Extracted records
○ ○ ○ ○ ○ ○ ○

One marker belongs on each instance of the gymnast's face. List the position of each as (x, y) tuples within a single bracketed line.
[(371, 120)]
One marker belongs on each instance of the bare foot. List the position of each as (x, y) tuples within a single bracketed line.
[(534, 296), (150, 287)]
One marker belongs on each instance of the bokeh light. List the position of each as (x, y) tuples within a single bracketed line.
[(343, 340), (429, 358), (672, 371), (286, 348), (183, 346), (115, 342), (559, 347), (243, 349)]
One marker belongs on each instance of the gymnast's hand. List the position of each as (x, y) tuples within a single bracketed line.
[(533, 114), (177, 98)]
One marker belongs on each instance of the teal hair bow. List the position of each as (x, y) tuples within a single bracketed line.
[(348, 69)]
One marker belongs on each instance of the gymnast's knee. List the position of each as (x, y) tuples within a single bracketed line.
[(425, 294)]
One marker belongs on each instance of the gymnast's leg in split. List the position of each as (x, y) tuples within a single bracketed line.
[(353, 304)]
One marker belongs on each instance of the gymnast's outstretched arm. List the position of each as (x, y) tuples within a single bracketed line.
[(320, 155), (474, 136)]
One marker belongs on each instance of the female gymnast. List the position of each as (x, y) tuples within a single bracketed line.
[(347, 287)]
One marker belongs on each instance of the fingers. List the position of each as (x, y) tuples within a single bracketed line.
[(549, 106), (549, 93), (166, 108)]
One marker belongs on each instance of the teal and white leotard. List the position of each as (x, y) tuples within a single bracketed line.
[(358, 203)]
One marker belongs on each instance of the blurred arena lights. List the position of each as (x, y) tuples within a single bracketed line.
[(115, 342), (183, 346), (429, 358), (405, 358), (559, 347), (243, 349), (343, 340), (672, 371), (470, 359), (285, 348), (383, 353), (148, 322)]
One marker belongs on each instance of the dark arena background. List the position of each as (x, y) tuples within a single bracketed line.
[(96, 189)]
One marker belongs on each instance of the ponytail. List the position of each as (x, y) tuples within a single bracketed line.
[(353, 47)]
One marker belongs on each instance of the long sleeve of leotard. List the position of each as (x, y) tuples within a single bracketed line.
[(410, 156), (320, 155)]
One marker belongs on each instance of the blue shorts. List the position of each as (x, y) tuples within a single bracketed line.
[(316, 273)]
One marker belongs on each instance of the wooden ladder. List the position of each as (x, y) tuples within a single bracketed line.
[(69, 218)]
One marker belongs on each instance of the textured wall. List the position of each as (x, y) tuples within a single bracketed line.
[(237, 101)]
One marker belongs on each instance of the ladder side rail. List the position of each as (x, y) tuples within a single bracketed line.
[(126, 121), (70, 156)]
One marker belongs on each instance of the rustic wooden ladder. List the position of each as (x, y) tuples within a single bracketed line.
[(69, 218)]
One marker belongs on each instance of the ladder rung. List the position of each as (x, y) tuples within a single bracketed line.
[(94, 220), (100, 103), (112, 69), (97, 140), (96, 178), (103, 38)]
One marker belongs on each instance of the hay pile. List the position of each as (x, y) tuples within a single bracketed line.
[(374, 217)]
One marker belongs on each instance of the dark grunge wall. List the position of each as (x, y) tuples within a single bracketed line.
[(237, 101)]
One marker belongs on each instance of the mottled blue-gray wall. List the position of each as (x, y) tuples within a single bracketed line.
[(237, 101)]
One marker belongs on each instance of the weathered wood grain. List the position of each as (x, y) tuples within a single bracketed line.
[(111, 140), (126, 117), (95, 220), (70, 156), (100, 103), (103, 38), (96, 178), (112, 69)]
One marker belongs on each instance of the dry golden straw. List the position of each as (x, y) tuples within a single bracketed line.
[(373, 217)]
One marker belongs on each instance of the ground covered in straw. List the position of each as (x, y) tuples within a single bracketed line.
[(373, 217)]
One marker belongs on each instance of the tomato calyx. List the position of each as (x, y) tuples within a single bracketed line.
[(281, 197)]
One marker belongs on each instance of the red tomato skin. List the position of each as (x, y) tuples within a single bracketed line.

○ ○ ○ ○ ○ ○ ○

Work instruction
Restate exactly each line of the data from the one bearing "One marker belongs on each instance of the ladder rung." to the end, and add nothing.

Answer to this task
One marker belongs on each instance of the ladder rung. List the position of each as (x, y) tuples within a single bracketed line.
[(94, 220), (100, 103), (112, 69), (97, 140), (96, 178), (103, 38)]
One marker belongs on each instance of the hay pile. List the position of each as (x, y) tuples within a single bracketed line.
[(374, 217)]
One marker belongs on each instance of the dark grunge wall. List the position of each as (x, y) tuples within a single bracketed line.
[(237, 101)]
One marker belongs on each instance of the mottled blue-gray wall. List the position of each as (x, y) tuples within a single bracketed line.
[(237, 101)]
One marker belongs on each instance of the weathered wood grain. List the position of each as (x, y) tuples within a single bracketed line.
[(111, 140), (126, 117), (95, 220), (70, 156), (100, 103), (103, 38), (96, 178), (112, 69)]
One marker belongs on each instance of the dry golden straw. List the position of each as (x, y) tuples within a single bracketed line.
[(373, 217)]
One marker belongs on each instance of the ground covered in straw. List the position of each as (x, y) tuples within a single bracketed line.
[(373, 217)]
One marker belongs on each instance of the tomato calyx. List the position of each as (x, y) tuples within a single bracketed line.
[(281, 197)]
One marker belongs on each instance of the red tomato skin. List the position of each as (x, y) tuples within a single bracketed line.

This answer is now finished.